Re: Query ReRanking question

2014-09-05 Thread Erick Erickson
OK, why can't you switch the clauses from Joel's suggestion?

Something like:
q=Malaysia plane crash&rq={!rerank reRankDocs=1000
reRankQuery=$myquery}&myquery=*:*&sort=date+desc

(haven't tried this yet, but you get the idea).

Best,
Erick

On Fri, Sep 5, 2014 at 9:33 AM, Markus Jelsma
 wrote:
> Hi - You can already achieve this by boosting on the document's recency. The 
> result set won't be exactly ordered by date but you will get the most 
> relevant and recent documents on top.
>
> Markus
>
> -Original message-
>> From:Ravi Solr mailto:ravis...@gmail.com> >
>> Sent: Friday 5th September 2014 18:06
>> To: solr-user@lucene.apache.org 
>> Subject: Re: Query ReRanking question
>>
>> Thank you very much for responding. I want to do exactly the opposite of
>> what you said. I want to sort the relevant docs in reverse chronology. If
>> you sort by date before hand then the relevancy is lost. So I want to get
>> Top N relevant results and then rerank those Top N to achieve relevant
>> reverse chronological results.
>>
>> If you ask Why would I want to do that ??
>>
>> Lets take a example about Malaysian airline crash. several articles might
>> have been published over a period of time. When I search for - malaysia
>> airline crash blackbox - I would want to see "relevant" results but would
>> also like to see the the recent developments on the top i.e. effectively a
>> reverse chronological order within the relevant results, like telling a
>> story over a period of time
>>
>> Hope i am clear. Thanks for your help.

(REQUIREMENT A):
Quote, without alteration, the passage of the Solr reranking thread above that opens with the words containing "On Fri, Sep" and closes with "documents on top.".
(REQUIREMENT B):
Extend the Solr reranking thread above, starting after its final sentence.

(RECORD SET):
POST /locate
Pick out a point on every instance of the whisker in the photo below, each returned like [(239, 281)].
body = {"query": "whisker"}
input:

--

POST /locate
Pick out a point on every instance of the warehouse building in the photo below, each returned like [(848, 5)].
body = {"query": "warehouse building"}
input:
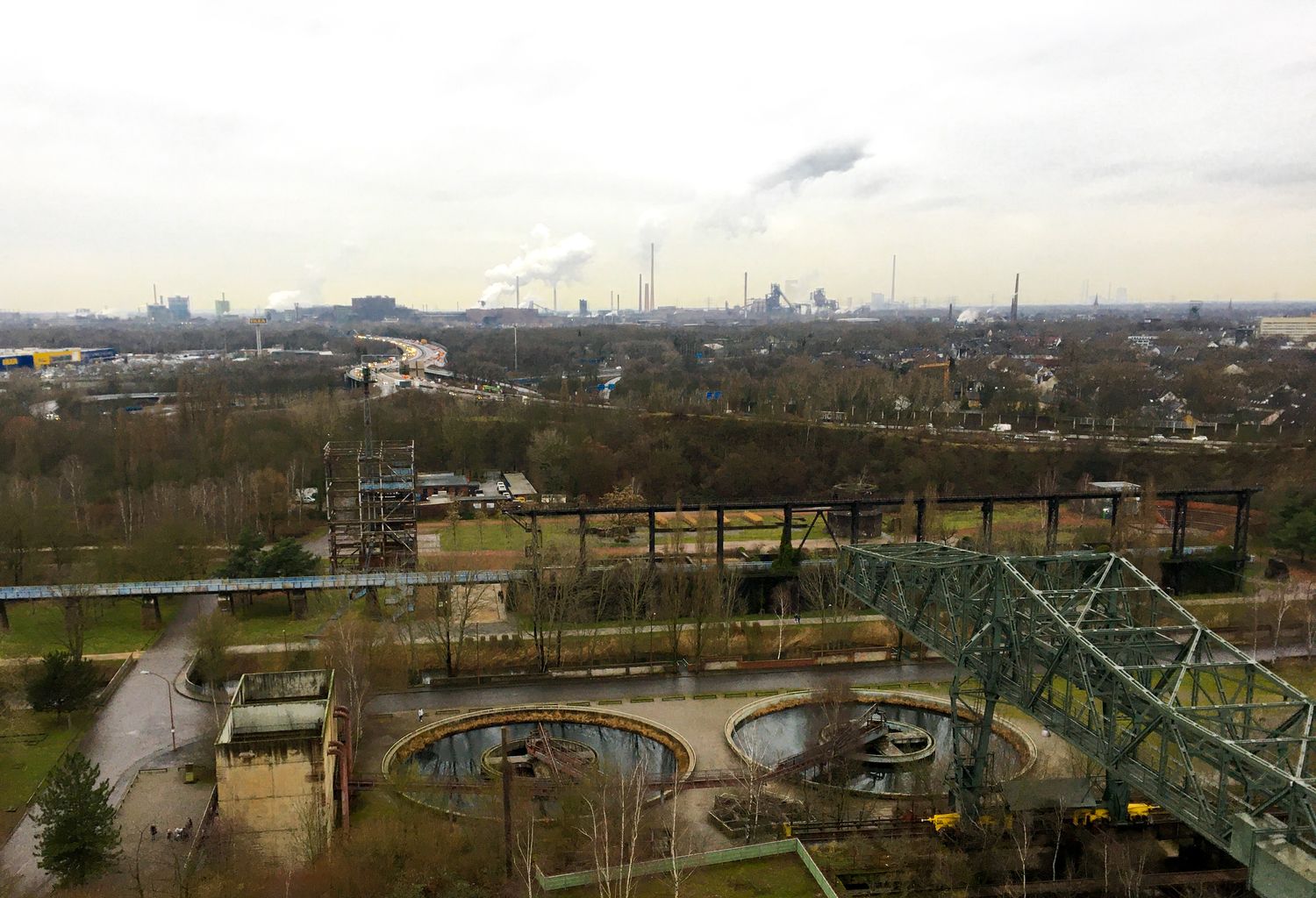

(EXERCISE ANSWER A):
On Fri, Sep 5, 2014 at 9:33 AM, Markus Jelsma
 wrote:
> Hi - You can already achieve this by boosting on the document's recency. The 
> result set won't be exactly ordered by date but you will get the most 
> relevant and recent documents on top.

(EXERCISE ANSWER B):
>>
>> Thanks
>>
>> Ravi Kiran Bhaskar
>>
>>
>> On Thu, Sep 4, 2014 at 5:08 PM, Joel Bernstein >  > wrote:
>>
>> > If you want the main query to be sorted by date then the top N docs
>> > reranked by a query, that should work. Try something like this:
>> >
>> > q=foo&sort=date+desc&rq={!rerank reRandDocs=1000
>> > reRankQuery=$myquery}&myquery=blah
>> >
>> >
>> > Joel Bernstein
>> > Search Engineer at Heliosearch
>> >
>> >
>> > On Thu, Sep 4, 2014 at 4:25 PM, Ravi Solr > >  > wrote:
>> >
>> > > Can the ReRanking API be used to sort within docs retrieved by a date
>> > field
>> > > ? Can somebody help me understand how to write such a query ?
>> > >
>> > > Thanks
>> > >
>> > > Ravi Kiran Bhaskar
>> > >
>> >
>>
>


Re: Query ReRanking question

2014-09-05 Thread Walter Underwood
Boosting on recency is probably a better approach. A fixed re-ranking horizon 
will always be a compromise, a guess at the precision of the query. It will 
give poor results for queries that are more or less specific than the 
assumption.

Think of the recency boost as a tie-breaker. When documents are similar in 
relevance, show the most recent. This can work over a wide range of queries.

For “malaysian airlines crash”, there are two sets of relevant documents, one 
set on MH 370 starting six months ago, and one set on MH 17, two months ago. 
But four hours ago, The Guardian published a “six months on” article on MH 370. 
A recency boost will handle that complexity.

wunder
Walter Underwood
wun...@wunderwood.org
http://observer.wunderwood.org/


On Sep 5, 2014, at 10:23 AM, Erick Erickson  wrote:

> OK, why can't you switch the clauses from Joel's suggestion?
> 
> Something like:
> q=Malaysia plane crash&rq={!rerank reRankDocs=1000
> reRankQuery=$myquery}&myquery=*:*&sort=date+desc
> 
> (haven't tried this yet, but you get the idea).
> 
> Best,
> Erick
> 
> On Fri, Sep 5, 2014 at 9:33 AM, Markus Jelsma
>  wrote:
>> Hi - You can already achieve this by boosting on the document's recency. The 
>> result set won't be exactly ordered by date but you will get the most 
>> relevant and recent documents on top.
>> 
>> Markus
>> 
>> -Original message-
>>> From:Ravi Solr mailto:ravis...@gmail.com> >
>>> Sent: Friday 5th September 2014 18:06
>>> To: solr-user@lucene.apache.org 
>>> Subject: Re: Query ReRanking question
>>> 
>>> Thank you very much for responding. I want to do exactly the opposite of
>>> what you said. I want to sort the relevant docs in reverse chronology. If
>>> you sort by date before hand then the relevancy is lost. So I want to get
>>> Top N relevant results and then rerank those Top N to achieve relevant
>>> reverse chronological results.
>>> 
>>> If you ask Why would I want to do that ??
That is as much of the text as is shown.